**Source passage:**
= Beginning of Section =
Types of Cyber Threat Intelligence Collection Sources

Technical Intelligence

This includes all the technical aspects of cyber threats, such as malware, exploits, hacking tools, attacker infrastructure (domains and IP addresses), and TTPs. You will commonly collect this from external CTI feeds (commercial and open source) and your own internal log data.

Human Intelligence

This is information collected through direct human interactions and observations. In CTI, this usually involves interacting with threat actors and affiliates on private messaging groups (e.g., Telegram) and monitoring the dark web, social media, or data breach websites.

Open Source

Open intelligence sources are those that you can collect data from freely. They can be internal (your own log data) or external (open-source CTI feeds).

Closed Source

These are proprietary or restricted sources that are either behind a paywall or have restrictions on who can access them. They include commercial CTI feeds and private messaging platforms like Telegram or Signal.

Now that you know the basics of intelligence collection sources, let’s examine specific examples and how to use them.

Threat Intelligence Collection Sources

At a high level, collection sources can be technical or human and open or closed. Delving further into the specifics, collection sources can be further grouped into two main categories.

Internal Collection Sources: They contain information specific to your organization.
External Collection Sources: They can contain information about a threat.

Cyber Threat Intelligence Collection Sources

Each category of collection source is valuable to an organization, and you will use both to gather the information required to complete the intelligence lifecycle and fulfill intelligence requirements. Let’s start by looking at internal intelligence collection sources.

Internal Intelligence Collection Sources

Internal collection sources are resources within an organization that provide information about threats. This information could come from security incidents raised by your detection tools (SIEM, EDR, etc.), threat hunts you perform as you sift through logs, or anomalies spotted by User and Entity Behavior Analytics (UEBA) systems (or a clever human analyst).

As threat intelligence goes, this is the best type of information to gather because it is the most specific to your organization. It is relevant, timely, actionable, and gold dust for CTI analysts. Unfortunately, a security incident must be allowed to play out for this data to be collected through intrusion analysis.

If your security operations team blocks a threat before it can perform any malicious actions, the information you can gather about its capabilities or the infrastructure it uses is limited, as is the intelligence you can generate. This leads to an ongoing battle between security and CTI analysts about how long to wait before neutralizing a threat.

The security team wants to block and eradicate it instantly, while the CTI team wants to let it play out and gather as much information as possible. Usually, the security team wins because most businesses are risk-averse and want to take the easy win. This is not necessarily a bad strategy. It is just important you communicate to the wider business how this affects the intelligence that can be generated.

One way to overcome the limitations of requiring real security incidents to produce internal data is by using honeypots. These decoy systems are designed to attract, detect, and analyze threats by mimicking your organization’s systems and capturing the TTPs used to attack them. They are very valuable tools for CTI teams.

With the advantages and limitations in mind, here are the main types of internal intelligence collection sources from which you can gather information.

Malware

Malware is a general term for any malicious software you come across. This could be a Word document containing a malicious macro, ransomware, or a post-exploitation tool like Rubeus. It will be one of your major sources of data collection as most intrusions will use some form of malware, either off-the-shelf malware like Cobalt Strike or custom-made, to achieve their objectives.

Many intrusions don’t involve adversaries developing custom malware or hacking tools. Instead, threat actors will use off-the-shelf, commodity malware because building custom malware and tools requires time, skill, and money. This makes the development of custom malware expensive for adversaries.
= End of Section =
**Collected material:**
= Beginning of Section =
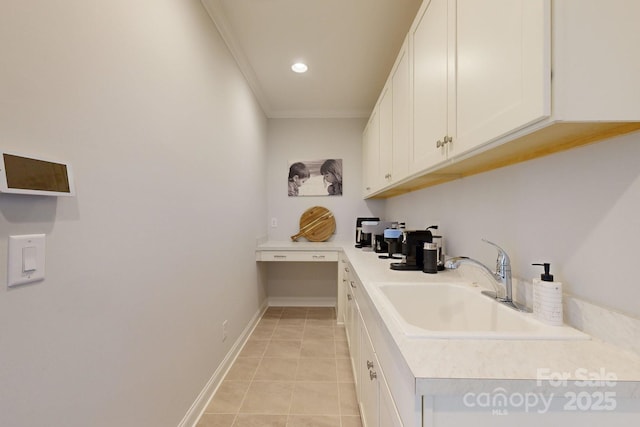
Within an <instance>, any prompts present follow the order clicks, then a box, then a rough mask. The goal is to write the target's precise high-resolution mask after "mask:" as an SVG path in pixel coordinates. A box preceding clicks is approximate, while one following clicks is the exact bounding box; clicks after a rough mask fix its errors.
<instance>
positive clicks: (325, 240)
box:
= End of Section =
**Questions on the material:**
a: Answer these questions using the passage on cyber threat intelligence collection sources.
(i) Which private messaging platforms does it name as examples of closed sources?
(ii) What does the abbreviation UEBA stand for?
(iii) Why does the security team usually win over the CTI team?
b: Rewrite the passage on cyber threat intelligence collection sources from "The security team wants" to "can be generated.", swapping "CTI team" for "intelligence team".

**Activity answers:**
a:
(i) Telegram and Signal.
(ii) User and Entity Behavior Analytics.
(iii) Most businesses are risk-averse and want to take the easy win.

b:
The security team wants to block and eradicate it instantly, while the intelligence team wants to let it play out and gather as much information as possible. Usually, the security team wins because most businesses are risk-averse and want to take the easy win. This is not necessarily a bad strategy. It is just important you communicate to the wider business how this affects the intelligence that can be generated.